## SELECTED PASSAGE
***

Aphasia, a language impairment following stroke or brain trauma, is normally manifested behaviorally. Patients with the so-called non-fluent aphasia experience major difficulties at the level of morphosyntax (that is, producing and comprehending complex morphology and syntax). In contrast, patients with fluent aphasia predominantly show problems at the lexical-semantic level (that is, accessing word forms and lexical semantics). However, a few studies have proven that the language deficit in patients with aphasia is expressed not only in their linguistic performance, but also in specific electrophysiological responses.
In healthy individuals, incongruencies at different linguistic levels cause distinct event-related brain potentials (ERPs) registrated at the scalp. Syntactic incongruency elicits the ELAN and the P600 potentials, lexical-semantic incongruency elicits the N400 potential. Critically, in standard for those potentials linguistic contexts the lack of N400 was reported for fluent patients, while the lack of the ELAN and a reduced and delayed P600 – for non-fluent patients (Friederici et al. 1998, Wassenaar and Hagoort 2005). These findings support the idea of electrophysiological brain mapping on specific linguistic problems observed in different aphasia types.

***

## ASSIGNED TASK
In the aphasia passage, transcribe the part that opens with the words containing "In healthy individuals, incongruencies" and closes with "different aphasia types.". Work only from the aphasia passage.

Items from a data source
***

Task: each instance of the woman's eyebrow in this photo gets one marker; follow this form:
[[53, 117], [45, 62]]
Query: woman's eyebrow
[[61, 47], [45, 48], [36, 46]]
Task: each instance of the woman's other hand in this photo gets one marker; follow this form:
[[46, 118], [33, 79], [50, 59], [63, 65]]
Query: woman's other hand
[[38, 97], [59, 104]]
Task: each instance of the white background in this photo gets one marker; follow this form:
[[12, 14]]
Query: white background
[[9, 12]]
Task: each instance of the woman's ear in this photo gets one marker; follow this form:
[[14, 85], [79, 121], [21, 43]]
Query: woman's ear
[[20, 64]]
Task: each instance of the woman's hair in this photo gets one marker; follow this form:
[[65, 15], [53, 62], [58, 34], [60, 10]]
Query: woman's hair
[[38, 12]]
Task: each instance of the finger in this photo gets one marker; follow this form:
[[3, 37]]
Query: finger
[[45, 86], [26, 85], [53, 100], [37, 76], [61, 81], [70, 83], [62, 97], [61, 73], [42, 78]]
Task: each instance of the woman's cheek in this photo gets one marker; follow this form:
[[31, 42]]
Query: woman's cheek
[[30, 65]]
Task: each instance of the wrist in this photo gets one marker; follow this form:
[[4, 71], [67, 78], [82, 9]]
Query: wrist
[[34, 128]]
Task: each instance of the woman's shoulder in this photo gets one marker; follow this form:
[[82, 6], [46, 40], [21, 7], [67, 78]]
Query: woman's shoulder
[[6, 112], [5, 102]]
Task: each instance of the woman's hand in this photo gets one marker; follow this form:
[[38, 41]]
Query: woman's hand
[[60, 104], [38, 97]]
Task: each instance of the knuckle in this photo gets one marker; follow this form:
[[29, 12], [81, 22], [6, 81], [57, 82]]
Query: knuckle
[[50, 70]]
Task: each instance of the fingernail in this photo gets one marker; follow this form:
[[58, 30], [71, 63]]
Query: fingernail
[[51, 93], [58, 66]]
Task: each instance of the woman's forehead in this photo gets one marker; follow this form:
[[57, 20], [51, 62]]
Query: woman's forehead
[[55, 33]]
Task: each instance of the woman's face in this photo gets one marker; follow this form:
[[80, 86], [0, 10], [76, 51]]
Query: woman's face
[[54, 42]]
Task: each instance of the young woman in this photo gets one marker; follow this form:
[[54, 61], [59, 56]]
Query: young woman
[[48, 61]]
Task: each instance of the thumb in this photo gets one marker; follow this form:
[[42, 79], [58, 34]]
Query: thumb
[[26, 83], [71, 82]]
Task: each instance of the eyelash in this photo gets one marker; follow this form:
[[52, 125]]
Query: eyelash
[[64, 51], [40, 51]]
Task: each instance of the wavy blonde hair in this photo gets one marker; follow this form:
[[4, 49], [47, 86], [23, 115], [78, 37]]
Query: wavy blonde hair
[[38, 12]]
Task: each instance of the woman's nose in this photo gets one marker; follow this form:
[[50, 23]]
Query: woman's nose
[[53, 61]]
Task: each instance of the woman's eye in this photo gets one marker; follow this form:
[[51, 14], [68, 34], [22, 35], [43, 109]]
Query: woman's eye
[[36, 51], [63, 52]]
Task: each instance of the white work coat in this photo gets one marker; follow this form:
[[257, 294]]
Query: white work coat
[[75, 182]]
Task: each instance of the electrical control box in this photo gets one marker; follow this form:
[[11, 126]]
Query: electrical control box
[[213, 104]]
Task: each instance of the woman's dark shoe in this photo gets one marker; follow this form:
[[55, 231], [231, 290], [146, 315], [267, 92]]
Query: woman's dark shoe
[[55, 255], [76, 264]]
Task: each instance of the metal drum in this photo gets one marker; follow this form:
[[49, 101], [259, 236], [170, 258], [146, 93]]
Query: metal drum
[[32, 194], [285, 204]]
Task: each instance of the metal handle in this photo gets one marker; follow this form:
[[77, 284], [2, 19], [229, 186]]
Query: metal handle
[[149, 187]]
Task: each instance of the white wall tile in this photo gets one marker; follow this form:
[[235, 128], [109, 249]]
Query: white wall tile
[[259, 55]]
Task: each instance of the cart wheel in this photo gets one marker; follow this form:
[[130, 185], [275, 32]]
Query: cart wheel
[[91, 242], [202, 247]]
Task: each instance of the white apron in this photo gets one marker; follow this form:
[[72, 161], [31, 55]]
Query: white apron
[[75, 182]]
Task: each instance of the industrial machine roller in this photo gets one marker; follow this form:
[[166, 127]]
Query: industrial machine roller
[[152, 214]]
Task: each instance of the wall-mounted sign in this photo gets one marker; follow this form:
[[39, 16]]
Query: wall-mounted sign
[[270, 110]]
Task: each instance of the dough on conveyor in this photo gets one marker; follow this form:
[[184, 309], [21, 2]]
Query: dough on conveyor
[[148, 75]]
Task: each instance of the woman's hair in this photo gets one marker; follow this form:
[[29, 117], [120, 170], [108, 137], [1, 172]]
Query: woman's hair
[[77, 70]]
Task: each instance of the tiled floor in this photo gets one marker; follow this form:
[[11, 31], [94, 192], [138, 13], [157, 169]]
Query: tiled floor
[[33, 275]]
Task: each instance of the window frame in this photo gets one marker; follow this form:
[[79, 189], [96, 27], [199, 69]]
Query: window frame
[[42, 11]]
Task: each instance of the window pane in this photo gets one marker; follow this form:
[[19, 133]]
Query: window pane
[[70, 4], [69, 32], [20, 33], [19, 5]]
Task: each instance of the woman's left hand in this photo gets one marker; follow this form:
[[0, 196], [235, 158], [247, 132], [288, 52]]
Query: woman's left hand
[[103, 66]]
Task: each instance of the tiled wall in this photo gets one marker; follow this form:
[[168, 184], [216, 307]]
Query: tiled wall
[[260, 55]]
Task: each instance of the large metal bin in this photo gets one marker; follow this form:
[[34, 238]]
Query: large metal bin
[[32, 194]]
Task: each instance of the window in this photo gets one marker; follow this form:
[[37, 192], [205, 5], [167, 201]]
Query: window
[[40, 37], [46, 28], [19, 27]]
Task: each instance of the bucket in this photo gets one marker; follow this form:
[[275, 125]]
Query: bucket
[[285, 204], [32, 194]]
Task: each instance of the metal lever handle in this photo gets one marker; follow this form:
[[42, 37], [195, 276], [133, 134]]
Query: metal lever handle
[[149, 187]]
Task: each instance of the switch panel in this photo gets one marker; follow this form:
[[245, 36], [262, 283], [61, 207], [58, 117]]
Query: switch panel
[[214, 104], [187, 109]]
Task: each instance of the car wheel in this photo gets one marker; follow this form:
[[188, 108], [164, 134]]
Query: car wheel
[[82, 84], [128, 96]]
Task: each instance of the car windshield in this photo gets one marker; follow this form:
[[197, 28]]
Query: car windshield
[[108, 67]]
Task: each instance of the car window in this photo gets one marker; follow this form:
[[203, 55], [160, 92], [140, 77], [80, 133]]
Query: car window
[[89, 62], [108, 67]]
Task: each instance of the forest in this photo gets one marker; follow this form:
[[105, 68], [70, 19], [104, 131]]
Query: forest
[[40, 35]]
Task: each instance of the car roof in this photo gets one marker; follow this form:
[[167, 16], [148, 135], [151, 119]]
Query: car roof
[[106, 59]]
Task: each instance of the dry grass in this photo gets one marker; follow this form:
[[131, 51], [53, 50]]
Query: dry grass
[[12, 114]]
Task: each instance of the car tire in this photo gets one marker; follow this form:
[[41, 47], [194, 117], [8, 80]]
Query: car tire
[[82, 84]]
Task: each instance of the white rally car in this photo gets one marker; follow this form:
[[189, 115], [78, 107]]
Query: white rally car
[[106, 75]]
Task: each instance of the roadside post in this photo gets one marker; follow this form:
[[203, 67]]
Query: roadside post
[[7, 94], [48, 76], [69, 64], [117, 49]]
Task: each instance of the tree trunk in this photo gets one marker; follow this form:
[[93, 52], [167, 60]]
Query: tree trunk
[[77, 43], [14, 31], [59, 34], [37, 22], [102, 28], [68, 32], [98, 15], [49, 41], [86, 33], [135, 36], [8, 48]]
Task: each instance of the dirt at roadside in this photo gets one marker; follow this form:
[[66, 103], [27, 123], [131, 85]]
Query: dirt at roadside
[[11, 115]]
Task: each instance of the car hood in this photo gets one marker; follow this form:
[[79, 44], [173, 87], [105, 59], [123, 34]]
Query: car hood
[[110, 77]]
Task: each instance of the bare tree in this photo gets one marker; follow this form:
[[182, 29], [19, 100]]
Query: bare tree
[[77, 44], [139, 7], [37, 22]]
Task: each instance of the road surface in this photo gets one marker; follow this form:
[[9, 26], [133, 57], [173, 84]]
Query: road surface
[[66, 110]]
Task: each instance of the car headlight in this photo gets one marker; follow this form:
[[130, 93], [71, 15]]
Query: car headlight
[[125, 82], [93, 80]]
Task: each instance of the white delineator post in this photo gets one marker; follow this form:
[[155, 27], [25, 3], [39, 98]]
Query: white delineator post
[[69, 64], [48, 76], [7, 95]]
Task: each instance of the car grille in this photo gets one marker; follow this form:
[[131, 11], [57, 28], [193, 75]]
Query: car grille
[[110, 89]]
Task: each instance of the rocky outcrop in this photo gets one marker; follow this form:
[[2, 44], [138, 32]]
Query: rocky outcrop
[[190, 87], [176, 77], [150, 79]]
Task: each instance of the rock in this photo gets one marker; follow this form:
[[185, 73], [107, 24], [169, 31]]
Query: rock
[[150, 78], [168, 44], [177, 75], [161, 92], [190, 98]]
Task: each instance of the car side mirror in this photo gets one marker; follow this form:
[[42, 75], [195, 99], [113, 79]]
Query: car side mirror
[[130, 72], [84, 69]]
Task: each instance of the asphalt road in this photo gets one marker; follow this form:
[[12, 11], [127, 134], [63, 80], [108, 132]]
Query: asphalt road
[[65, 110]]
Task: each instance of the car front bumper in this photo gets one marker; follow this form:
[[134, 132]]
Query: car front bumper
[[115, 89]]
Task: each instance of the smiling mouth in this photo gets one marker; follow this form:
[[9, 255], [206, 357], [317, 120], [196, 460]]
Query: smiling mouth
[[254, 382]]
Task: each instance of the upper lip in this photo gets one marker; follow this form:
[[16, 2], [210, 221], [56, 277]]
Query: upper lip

***

## WRITTEN RESPONSE
In healthy individuals, incongruencies at different linguistic levels cause distinct event-related brain potentials (ERPs) registrated at the scalp. Syntactic incongruency elicits the ELAN and the P600 potentials, lexical-semantic incongruency elicits the N400 potential. Critically, in standard for those potentials linguistic contexts the lack of N400 was reported for fluent patients, while the lack of the ELAN and a reduced and delayed P600 – for non-fluent patients (Friederici et al. 1998, Wassenaar and Hagoort 2005). These findings support the idea of electrophysiological brain mapping on specific linguistic problems observed in different aphasia types.